*PROBLEM SET:*
- a) Please reproduce part of the Dasuquin thread word for word, beginning at the words "i swear the" and stopping after the words "from corn. CORN.....ARGGHHHHHH.....".
- b) From the Dasuquin thread, list every treatment that the vet put Parker on or said he might start.
- c) According to the Dasuquin thread, why did magicre order the vegetarian version of liquid health?

*SOURCE PASSAGE:*

┄┄┄┄┄┄┄┄┄┄

# Anyone use Dasuquin??



## xellil (Apr 4, 2011)

I am reading everything from it's the greatest gift to dogs since sliced bread to it's not worth the money.

My foster dog, Parker, had a hunched back so I took him to the vet. He's got disk degeneration in two disks right in the middle of his spine and the vet wanted to put him on Dasuquin - he says he thinks it will help. He also put him on Previcox. And he wants to evaluate him in three weeks to see if this is helping or maybe start doing laser therapy.

The reason i'm asking is Rebel has some arthritis - Parker is a small dog but Rebel is not. I still supplement /rebel with glucosamine even though he's on raw food and I'm wondering if Dasuquin would be worth it.

Thanks,


----------



## magicre (Apr 7, 2010)

i have issues with soy.....for dogs and dasuquin has soy and soy isolate in it.

take a look at connectin...it seems to have the least amount of additive in it...plus, i think i had a thread going about looking for the one product that didn't have un necessary ingredients....

i think it's called http://dogfoodchat.com/forum/dog-health-issues-question/13120-beyond-frustrated.html and you'll see the recommends...


----------



## xellil (Apr 4, 2011)

magicre said:


> i have issues with soy.....for dogs and dasuquin has soy and soy isolate in it.
> 
> take a look at connectin...it seems to have the least amount of additive in it...plus, i think i had a thread going about looking for the one product that didn't have un necessary ingredients....
> 
> i think it's called http://dogfoodchat.com/forum/dog-health-issues-question/13120-beyond-frustrated.html and you'll see the recommends...


Thanks - yes i remember the thread and I just skimmed it since it didn't pertain to me at the time - now it does! I appreciate it - I did notice this has soy in it. And avocado, of all the things.


----------



## magicre (Apr 7, 2010)

every once in a while, i give my kids some avocado...but not every day.....

i swear the things they put into these things.

i ordered liquid health, the vegetarian version, because i didn't know if my dogs could handle shellfish every day.

i get the stuff....don't ask how i missed it....but the extract comes from corn. CORN.....ARGGHHHHHH.....

┄┄┄┄┄┄┄┄┄┄

*PROVIDED MATERIAL:*
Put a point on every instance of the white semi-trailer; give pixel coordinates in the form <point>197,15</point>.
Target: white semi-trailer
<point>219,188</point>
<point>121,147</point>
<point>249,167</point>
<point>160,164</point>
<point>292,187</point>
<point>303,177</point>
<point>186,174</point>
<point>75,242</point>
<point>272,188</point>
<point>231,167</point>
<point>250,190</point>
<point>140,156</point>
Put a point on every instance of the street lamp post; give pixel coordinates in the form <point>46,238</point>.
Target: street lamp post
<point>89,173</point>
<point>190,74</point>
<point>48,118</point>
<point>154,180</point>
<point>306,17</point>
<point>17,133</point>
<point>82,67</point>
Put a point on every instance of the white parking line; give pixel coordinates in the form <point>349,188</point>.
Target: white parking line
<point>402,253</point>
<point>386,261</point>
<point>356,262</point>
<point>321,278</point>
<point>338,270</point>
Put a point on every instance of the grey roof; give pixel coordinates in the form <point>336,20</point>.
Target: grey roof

┄┄┄┄┄┄┄┄┄┄

*SOLUTIONS PER TASK:*
- a)
i swear the things they put into these things.

i ordered liquid health, the vegetarian version, because i didn't know if my dogs could handle shellfish every day.

i get the stuff....don't ask how i missed it....but the extract comes from corn. CORN.....ARGGHHHHHH.....

- b)
- Dasuquin
- Previcox
- laser therapy

- c) magicre ordered the vegetarian version because of not knowing whether the dogs could handle shellfish every day.